Once you reach the line that contains "Would you kindly point at the low", retype it and each later line exactly as written, stopping only at the end of the listing.

---- Information shown

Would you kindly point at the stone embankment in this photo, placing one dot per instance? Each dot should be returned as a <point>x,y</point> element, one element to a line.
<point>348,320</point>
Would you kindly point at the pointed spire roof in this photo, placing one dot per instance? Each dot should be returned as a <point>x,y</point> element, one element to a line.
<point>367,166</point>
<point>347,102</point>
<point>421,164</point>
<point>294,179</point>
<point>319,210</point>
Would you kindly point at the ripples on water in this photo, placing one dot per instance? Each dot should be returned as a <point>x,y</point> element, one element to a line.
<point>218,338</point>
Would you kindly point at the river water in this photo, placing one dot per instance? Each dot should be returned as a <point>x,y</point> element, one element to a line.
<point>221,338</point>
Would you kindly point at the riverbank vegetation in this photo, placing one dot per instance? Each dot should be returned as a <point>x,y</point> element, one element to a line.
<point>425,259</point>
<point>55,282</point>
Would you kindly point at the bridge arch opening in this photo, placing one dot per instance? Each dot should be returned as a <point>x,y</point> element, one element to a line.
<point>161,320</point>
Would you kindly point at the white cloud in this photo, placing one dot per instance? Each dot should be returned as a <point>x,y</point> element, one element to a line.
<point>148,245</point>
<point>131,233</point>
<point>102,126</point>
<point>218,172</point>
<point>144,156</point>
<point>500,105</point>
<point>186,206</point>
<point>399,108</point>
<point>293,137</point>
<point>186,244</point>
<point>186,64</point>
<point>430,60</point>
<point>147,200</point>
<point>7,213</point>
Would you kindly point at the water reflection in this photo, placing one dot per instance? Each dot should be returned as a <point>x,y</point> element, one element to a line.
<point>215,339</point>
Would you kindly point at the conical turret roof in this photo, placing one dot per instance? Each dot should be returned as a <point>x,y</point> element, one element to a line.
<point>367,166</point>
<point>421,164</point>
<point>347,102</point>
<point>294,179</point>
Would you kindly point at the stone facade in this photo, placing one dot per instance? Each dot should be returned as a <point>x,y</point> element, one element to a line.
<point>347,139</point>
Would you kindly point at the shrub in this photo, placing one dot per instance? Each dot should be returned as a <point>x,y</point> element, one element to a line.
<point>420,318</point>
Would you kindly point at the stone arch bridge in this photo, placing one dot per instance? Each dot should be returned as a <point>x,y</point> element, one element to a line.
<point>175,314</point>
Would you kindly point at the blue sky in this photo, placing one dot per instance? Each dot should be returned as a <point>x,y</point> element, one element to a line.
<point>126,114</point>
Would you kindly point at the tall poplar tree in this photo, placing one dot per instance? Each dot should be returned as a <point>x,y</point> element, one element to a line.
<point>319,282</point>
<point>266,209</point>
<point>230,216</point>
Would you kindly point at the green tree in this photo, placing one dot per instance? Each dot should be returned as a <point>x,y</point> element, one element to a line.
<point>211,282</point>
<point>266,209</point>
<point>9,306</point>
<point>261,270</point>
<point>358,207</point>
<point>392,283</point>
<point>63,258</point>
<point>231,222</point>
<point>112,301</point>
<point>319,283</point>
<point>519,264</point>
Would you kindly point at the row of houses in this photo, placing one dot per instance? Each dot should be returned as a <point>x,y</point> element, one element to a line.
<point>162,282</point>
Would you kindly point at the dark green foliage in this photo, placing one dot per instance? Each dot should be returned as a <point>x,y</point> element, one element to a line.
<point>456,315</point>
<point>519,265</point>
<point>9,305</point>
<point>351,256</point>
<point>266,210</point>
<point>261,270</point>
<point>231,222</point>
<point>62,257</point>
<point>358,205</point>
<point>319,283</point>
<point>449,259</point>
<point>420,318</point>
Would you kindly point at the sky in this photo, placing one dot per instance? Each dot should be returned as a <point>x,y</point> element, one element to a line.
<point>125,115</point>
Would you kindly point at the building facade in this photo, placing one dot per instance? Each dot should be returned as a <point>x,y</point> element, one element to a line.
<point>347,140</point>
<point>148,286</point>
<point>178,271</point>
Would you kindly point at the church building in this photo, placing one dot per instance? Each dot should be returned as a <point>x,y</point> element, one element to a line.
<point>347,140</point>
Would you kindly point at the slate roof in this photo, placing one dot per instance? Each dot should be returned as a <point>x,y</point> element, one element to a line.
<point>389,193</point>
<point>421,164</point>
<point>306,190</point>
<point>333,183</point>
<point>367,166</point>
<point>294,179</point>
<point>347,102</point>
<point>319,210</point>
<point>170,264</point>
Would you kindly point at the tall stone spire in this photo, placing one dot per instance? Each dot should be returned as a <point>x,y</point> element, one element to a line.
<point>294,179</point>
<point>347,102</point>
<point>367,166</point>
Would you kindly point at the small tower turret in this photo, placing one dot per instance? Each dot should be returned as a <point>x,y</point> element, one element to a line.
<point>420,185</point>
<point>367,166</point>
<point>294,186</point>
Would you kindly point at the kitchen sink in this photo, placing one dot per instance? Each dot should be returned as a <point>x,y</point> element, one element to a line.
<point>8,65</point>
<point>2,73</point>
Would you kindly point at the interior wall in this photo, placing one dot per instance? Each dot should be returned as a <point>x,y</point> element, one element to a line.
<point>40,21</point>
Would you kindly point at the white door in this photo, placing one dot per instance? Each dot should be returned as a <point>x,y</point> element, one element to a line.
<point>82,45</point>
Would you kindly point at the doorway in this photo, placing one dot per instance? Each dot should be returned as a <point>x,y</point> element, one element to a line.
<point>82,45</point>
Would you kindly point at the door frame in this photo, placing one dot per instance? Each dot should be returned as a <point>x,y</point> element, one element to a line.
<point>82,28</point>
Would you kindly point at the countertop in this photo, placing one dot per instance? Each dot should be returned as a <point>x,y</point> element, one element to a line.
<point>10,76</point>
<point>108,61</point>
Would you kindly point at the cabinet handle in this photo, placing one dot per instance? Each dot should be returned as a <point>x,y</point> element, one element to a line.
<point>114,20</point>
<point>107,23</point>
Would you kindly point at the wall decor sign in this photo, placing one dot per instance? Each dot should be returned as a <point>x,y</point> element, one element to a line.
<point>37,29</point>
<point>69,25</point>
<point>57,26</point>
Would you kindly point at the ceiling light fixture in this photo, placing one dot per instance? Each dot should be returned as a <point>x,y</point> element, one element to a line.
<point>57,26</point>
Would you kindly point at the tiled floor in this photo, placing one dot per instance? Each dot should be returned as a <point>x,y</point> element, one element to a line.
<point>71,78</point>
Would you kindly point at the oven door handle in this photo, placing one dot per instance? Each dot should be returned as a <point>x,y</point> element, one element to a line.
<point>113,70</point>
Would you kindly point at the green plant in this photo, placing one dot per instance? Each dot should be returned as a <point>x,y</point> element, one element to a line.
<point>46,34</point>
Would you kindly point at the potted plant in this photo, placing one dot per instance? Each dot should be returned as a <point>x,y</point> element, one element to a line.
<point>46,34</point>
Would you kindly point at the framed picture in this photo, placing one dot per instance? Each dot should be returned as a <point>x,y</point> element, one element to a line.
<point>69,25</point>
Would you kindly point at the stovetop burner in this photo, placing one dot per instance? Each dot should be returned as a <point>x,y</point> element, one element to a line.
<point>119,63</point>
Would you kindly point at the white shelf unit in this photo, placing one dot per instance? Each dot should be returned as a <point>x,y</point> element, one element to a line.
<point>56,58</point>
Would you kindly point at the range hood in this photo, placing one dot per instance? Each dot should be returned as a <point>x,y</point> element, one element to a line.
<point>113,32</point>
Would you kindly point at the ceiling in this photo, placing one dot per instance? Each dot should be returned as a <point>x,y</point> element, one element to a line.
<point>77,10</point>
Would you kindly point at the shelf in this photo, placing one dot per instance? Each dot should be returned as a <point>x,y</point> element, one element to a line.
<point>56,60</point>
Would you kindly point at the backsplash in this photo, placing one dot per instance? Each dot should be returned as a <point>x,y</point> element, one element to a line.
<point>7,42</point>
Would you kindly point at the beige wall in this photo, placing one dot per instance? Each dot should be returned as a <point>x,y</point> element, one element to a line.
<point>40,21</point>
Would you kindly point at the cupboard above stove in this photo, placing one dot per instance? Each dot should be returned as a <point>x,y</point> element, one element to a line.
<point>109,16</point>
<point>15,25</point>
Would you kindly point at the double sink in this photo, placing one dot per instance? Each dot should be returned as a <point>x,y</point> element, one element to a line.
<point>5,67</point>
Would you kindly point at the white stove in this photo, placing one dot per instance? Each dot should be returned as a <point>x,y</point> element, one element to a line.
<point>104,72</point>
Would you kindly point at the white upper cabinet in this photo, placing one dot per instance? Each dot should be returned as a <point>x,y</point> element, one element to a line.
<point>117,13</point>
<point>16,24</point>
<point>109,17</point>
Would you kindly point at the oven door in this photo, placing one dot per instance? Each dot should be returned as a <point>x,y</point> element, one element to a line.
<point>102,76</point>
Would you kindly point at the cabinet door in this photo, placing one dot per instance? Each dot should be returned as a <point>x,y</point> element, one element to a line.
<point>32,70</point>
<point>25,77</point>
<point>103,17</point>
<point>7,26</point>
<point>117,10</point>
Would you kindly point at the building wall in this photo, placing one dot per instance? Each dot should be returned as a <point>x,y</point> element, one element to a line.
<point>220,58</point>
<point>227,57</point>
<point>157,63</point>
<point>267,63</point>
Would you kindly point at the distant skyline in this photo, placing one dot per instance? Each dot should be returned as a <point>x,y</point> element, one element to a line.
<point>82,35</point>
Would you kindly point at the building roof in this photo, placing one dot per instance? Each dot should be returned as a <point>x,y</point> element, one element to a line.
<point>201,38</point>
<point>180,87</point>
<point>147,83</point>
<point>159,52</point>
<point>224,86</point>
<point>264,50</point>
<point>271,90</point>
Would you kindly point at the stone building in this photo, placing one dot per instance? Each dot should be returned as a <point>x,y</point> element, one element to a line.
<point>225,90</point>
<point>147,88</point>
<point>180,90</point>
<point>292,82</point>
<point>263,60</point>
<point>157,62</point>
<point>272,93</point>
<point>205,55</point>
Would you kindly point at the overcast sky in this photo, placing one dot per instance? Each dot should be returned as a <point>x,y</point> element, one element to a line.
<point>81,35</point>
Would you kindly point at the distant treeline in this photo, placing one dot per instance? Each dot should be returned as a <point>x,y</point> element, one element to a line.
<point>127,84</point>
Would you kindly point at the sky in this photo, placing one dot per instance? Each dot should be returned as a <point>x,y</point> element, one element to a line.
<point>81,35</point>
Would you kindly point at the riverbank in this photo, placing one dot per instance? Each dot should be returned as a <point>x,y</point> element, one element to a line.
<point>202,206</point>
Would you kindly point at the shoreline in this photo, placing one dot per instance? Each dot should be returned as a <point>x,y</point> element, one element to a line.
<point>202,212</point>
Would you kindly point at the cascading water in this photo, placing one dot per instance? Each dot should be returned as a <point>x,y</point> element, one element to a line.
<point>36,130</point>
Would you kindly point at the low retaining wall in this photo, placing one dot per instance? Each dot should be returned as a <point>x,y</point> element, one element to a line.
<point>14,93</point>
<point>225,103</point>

--------

> [Reply]:
Would you kindly point at the low retaining wall in this photo, placing one dot per instance? Each dot should be returned as a <point>x,y</point> element, one element to a line.
<point>14,93</point>
<point>225,103</point>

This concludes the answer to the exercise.